▸ **Directions**: If a line in the following entries contains the string "instance", it counts toward the total; report only that total.

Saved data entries
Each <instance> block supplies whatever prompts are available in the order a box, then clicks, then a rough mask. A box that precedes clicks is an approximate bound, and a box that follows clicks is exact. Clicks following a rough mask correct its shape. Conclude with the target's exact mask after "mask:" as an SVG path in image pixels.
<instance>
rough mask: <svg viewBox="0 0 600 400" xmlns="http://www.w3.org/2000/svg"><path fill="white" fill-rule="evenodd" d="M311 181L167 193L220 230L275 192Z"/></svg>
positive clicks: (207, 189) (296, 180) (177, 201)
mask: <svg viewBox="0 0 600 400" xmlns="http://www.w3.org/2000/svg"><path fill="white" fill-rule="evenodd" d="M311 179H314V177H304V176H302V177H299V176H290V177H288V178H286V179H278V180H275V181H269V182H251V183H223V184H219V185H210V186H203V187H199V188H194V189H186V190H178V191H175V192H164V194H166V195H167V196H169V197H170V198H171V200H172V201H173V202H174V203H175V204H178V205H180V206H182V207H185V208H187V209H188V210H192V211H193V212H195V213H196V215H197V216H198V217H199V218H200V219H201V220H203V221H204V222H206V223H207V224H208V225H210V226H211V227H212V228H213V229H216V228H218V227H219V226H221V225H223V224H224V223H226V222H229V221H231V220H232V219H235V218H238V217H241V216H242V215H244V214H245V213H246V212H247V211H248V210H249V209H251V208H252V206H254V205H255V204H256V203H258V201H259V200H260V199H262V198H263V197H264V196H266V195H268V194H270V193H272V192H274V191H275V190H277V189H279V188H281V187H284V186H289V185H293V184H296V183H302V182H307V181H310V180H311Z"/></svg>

▸ **Solution to this task**: 2